---------- ENTRIES ----------

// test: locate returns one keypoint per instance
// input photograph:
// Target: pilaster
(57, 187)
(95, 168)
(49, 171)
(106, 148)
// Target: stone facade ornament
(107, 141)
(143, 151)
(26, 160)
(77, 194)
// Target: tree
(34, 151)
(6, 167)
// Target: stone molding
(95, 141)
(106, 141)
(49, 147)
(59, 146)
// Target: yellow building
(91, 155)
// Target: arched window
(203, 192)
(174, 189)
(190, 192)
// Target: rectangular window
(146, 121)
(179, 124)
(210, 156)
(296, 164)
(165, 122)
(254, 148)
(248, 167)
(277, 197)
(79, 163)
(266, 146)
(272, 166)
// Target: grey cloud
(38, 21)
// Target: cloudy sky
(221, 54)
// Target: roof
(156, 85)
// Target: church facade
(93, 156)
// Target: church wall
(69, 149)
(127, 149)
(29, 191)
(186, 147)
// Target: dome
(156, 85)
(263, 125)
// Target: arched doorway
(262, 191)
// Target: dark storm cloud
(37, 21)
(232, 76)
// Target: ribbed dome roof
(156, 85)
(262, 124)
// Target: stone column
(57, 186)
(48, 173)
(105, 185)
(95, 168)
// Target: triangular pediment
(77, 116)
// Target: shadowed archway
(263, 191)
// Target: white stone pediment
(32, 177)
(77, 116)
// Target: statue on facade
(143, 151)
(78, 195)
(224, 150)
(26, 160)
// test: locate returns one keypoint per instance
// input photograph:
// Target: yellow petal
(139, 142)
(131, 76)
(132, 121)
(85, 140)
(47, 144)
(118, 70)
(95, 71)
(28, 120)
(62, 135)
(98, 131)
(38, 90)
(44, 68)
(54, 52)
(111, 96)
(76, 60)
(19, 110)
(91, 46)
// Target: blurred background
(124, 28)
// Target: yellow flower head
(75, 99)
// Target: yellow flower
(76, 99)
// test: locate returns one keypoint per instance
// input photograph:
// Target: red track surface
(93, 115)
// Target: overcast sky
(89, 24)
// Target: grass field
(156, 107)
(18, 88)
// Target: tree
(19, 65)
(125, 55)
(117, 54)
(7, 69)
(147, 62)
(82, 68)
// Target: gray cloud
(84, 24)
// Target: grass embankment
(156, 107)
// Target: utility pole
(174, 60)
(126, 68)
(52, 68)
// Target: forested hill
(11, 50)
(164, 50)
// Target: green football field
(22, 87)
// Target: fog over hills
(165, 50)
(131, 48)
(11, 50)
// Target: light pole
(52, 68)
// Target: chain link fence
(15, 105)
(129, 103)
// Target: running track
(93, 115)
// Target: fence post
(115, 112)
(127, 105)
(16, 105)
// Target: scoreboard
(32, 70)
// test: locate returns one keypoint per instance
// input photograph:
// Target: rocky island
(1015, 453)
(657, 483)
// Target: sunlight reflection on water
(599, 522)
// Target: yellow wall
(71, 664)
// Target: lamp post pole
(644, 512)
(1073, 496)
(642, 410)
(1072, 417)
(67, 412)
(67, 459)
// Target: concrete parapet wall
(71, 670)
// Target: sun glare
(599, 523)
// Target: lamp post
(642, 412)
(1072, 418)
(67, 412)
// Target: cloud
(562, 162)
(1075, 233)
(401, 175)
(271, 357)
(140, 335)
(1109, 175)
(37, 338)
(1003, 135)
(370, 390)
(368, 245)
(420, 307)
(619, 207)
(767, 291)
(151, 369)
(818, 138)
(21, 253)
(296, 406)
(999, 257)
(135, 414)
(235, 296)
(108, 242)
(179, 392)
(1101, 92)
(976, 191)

----------

## TASK TO CARRY OUT
Rewrite the data starting at the line containing "concrete parapet wall" and ending at the last line. Scale every point coordinate by 0.75, rounding to whole numbers with halves rounded up, and keep all other lines unchanged.

## FULL RESPONSE
// Target: concrete parapet wall
(53, 503)
// Target: sun glare
(449, 392)
// Target: lamp post
(482, 309)
(804, 314)
(50, 309)
// Target: cloud
(422, 122)
(806, 175)
(301, 131)
(203, 268)
(105, 251)
(832, 131)
(28, 254)
(752, 101)
(278, 293)
(276, 184)
(315, 230)
(464, 155)
(575, 218)
(113, 277)
(614, 104)
(16, 190)
(222, 305)
(749, 193)
(101, 311)
(176, 222)
(81, 182)
(134, 294)
(826, 69)
(732, 143)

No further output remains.